> [The exercise] Reproduce the data below word for word. Begin at the line that contains "of the tail" and stop after the last line of the data.

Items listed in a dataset
——————
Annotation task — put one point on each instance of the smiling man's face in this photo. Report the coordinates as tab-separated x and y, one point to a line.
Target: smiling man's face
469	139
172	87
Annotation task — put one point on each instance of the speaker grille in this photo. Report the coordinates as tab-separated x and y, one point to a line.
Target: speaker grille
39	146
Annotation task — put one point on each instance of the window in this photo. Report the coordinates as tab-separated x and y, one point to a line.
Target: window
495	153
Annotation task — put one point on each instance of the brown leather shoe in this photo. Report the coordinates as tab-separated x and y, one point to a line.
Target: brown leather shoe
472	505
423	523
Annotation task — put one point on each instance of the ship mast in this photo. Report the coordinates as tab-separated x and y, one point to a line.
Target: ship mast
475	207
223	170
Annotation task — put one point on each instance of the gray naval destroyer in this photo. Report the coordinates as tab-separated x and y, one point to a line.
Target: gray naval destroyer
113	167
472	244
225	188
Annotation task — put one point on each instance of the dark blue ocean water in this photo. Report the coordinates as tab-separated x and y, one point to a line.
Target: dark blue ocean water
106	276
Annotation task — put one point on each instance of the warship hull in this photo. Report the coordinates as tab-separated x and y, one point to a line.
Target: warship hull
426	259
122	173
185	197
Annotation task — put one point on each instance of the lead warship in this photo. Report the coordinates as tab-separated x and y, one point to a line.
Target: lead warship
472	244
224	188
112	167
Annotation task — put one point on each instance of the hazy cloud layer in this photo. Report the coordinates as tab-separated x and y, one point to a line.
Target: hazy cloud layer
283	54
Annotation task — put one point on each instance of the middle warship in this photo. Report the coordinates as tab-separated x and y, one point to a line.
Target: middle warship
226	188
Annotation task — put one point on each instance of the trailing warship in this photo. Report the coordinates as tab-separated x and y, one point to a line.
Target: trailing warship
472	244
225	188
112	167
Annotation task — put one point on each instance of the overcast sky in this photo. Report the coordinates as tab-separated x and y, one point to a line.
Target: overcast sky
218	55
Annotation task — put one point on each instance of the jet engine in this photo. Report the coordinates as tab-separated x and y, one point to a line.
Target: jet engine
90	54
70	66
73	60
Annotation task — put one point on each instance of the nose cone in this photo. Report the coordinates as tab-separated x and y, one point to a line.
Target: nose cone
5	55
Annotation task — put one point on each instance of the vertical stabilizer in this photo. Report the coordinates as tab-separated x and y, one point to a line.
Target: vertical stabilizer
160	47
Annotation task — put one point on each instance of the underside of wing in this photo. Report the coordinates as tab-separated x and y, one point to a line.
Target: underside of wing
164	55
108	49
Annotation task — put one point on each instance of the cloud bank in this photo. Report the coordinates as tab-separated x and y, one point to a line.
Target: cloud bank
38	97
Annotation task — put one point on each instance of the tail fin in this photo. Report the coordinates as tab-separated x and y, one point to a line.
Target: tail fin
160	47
——————
> [Complete response]
Annotation task — put one point on each instance of the tail fin in this photo. Report the coordinates as tab-separated x and y, one point to a line.
Target: tail fin
160	47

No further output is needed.